──────── SUPPLIED MATERIAL ────────
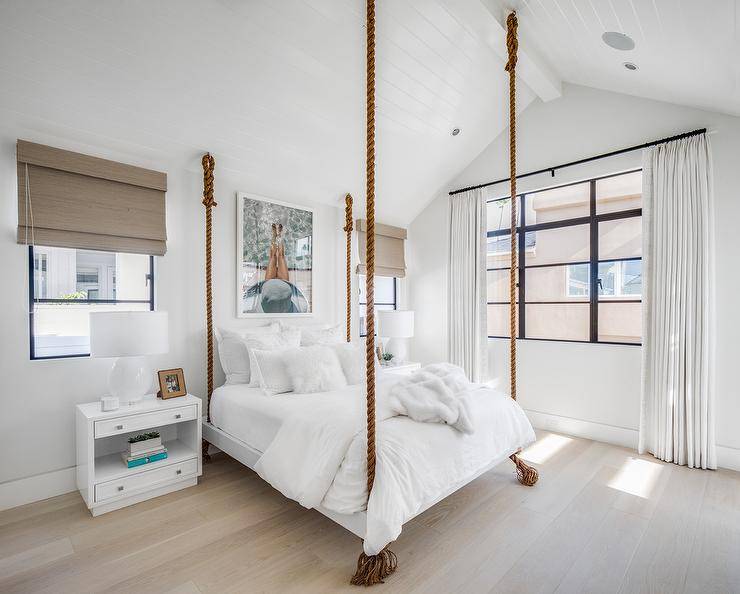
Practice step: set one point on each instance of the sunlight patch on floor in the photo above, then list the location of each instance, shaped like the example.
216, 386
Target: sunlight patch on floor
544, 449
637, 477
────────
──────── SUPPLIED MATERIAL ────────
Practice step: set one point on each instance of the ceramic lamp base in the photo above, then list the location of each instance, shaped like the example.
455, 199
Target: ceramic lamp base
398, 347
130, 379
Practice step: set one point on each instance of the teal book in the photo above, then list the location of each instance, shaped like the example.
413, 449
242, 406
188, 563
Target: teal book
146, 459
────────
DESCRIPTION OF THE TASK:
Display each line of the listing above that contains the string "teal".

ANSWER FOR THIS EXERCISE:
Practice step: set one point on each instance of the teal book in the photo above, then list the location of each instance, shaped like the example.
Target: teal book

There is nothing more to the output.